§ What the task requires
Output exactly the lines from the line with "Drop one point on every instance of the rock" through the end of the records below. Include nothing else.

Records from a data source:

....

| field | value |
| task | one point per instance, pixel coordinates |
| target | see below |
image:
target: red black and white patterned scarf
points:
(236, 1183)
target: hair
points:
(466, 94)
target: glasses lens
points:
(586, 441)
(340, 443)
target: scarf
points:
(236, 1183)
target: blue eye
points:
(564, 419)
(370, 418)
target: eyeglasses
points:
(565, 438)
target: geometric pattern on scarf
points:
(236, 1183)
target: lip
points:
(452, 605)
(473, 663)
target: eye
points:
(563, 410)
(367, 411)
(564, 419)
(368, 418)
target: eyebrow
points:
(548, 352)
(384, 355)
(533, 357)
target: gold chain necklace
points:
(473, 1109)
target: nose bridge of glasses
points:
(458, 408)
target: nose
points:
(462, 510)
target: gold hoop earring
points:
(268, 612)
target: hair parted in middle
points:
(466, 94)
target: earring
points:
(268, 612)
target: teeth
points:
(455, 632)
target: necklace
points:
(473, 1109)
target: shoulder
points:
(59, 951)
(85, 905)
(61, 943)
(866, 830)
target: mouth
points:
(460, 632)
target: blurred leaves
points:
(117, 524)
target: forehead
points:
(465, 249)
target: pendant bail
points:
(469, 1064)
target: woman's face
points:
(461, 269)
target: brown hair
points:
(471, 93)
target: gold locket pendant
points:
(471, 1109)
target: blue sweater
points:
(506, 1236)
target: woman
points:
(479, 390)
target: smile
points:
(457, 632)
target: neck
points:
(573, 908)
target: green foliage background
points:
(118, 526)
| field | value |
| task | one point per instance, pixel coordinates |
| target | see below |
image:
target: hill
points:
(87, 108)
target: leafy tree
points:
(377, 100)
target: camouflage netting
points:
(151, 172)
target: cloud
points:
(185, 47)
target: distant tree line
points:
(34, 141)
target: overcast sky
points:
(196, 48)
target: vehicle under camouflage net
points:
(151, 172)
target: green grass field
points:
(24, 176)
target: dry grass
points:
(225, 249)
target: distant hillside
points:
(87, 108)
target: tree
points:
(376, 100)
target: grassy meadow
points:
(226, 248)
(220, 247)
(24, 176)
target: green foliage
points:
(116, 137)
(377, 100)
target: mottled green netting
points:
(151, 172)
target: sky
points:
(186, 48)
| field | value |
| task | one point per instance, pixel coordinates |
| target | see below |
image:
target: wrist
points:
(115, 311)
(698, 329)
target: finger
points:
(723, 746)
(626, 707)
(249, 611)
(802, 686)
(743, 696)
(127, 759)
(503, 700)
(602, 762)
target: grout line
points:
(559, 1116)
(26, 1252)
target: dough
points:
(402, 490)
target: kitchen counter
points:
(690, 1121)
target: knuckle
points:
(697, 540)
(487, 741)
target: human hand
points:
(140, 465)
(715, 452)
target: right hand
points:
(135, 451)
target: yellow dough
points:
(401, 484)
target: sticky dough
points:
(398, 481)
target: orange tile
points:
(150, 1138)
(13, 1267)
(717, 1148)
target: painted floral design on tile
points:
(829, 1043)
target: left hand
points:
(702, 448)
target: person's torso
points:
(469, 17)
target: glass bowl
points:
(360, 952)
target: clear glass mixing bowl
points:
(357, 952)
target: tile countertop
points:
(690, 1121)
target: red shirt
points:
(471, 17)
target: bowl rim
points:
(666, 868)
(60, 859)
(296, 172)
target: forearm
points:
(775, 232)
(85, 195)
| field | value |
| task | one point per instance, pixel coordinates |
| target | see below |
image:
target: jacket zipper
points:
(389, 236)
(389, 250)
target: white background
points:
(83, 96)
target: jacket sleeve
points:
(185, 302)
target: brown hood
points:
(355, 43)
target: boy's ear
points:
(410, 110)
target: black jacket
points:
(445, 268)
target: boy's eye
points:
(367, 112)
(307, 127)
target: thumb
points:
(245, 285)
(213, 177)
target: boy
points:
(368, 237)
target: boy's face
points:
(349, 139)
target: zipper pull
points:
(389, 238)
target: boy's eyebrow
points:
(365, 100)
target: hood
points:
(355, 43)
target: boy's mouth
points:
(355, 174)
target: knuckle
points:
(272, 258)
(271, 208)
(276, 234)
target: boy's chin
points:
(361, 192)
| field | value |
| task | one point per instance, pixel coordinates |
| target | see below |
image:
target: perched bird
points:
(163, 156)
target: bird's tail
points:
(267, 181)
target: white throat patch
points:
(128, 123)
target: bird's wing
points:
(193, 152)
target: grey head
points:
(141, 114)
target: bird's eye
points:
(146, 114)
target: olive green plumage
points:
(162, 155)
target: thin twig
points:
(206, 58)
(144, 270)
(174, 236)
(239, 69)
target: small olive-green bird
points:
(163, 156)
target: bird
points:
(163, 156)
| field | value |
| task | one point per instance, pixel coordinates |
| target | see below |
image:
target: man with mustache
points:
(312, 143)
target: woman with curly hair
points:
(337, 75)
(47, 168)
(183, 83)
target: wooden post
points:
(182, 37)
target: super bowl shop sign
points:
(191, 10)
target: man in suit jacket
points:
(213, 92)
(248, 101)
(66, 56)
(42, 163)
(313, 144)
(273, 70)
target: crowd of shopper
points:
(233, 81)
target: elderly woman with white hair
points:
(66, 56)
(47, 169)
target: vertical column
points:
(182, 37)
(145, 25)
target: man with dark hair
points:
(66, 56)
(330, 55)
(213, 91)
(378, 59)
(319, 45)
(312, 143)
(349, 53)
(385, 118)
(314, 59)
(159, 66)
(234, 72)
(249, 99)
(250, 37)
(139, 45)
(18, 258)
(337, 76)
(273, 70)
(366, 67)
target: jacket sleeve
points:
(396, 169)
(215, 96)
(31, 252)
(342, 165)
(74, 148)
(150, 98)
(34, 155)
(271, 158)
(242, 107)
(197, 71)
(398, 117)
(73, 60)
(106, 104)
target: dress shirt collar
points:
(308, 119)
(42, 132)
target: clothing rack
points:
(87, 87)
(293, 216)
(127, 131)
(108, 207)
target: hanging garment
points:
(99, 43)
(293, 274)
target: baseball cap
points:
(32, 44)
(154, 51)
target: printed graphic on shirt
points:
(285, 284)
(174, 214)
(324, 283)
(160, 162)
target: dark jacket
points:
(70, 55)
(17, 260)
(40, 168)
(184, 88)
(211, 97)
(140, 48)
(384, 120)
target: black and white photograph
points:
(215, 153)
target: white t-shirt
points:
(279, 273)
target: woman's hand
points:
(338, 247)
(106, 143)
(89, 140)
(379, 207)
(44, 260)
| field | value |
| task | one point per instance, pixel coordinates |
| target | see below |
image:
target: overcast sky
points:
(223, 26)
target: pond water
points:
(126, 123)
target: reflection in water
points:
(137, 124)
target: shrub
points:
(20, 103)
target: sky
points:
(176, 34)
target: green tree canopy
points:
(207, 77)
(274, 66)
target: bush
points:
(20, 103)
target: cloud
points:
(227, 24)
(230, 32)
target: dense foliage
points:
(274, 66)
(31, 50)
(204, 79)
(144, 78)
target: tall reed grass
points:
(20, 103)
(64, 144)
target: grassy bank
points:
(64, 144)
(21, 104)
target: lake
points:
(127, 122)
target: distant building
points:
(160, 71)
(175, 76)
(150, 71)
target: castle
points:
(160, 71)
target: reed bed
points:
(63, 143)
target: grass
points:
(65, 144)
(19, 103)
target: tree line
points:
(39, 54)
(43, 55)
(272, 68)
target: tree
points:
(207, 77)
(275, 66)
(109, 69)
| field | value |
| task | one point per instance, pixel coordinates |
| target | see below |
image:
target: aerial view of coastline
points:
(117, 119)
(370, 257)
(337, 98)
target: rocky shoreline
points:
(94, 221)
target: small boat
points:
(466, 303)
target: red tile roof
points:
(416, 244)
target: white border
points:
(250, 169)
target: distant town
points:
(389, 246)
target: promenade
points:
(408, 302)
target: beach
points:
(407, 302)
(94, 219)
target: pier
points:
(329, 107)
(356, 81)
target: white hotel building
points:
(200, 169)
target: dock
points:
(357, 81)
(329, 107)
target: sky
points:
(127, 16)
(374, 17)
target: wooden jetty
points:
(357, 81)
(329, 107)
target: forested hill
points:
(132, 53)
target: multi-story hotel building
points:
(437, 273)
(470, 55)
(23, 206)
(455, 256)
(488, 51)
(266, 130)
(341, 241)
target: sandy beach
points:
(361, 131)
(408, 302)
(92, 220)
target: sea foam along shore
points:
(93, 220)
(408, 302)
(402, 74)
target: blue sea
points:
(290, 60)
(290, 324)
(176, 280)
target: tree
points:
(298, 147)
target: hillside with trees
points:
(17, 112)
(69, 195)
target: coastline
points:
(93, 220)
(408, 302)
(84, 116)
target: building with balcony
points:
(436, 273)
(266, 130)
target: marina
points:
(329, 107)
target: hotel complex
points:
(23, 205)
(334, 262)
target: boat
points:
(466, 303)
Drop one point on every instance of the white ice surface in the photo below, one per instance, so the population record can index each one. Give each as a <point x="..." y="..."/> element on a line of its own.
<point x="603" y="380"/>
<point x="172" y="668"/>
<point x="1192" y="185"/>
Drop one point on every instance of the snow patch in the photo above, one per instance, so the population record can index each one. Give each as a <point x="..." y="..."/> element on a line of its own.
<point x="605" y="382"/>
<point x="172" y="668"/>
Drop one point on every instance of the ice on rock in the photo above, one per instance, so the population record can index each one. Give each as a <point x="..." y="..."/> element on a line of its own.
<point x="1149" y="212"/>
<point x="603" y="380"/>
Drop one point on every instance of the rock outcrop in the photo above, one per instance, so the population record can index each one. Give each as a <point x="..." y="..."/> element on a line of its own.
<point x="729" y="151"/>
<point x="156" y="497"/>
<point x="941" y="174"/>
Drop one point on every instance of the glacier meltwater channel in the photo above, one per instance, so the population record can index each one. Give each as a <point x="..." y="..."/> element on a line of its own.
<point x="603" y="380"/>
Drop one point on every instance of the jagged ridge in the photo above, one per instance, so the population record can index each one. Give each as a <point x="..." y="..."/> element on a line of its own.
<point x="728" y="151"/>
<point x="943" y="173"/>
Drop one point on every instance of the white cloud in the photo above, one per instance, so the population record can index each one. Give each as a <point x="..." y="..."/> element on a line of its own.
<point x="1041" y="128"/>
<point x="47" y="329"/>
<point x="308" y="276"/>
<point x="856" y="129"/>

....

§ Finished answer
Drop one point on every instance of the rock outcrop in the photo above, one per instance, so the population record can index each one. Give each as a <point x="..." y="..."/> element on a line of its own.
<point x="729" y="151"/>
<point x="156" y="497"/>
<point x="941" y="174"/>
Drop one point on every instance of the glacier meltwater channel in the photo above, one per instance, so the population record can index each one. Give each as a <point x="..." y="..."/> element on a line of its own.
<point x="603" y="380"/>
Drop one point on every instance of the jagged ridge in the photo above, one per instance, so the population record can index each one. Give each as a <point x="..." y="..."/> element on a line of its own.
<point x="728" y="151"/>
<point x="943" y="173"/>
Drop one point on every instance of the white cloud in the photo above, one per instance, so the population record can index each one. Give each as a <point x="..." y="..."/> element on a line of its own.
<point x="1041" y="128"/>
<point x="47" y="329"/>
<point x="308" y="276"/>
<point x="856" y="129"/>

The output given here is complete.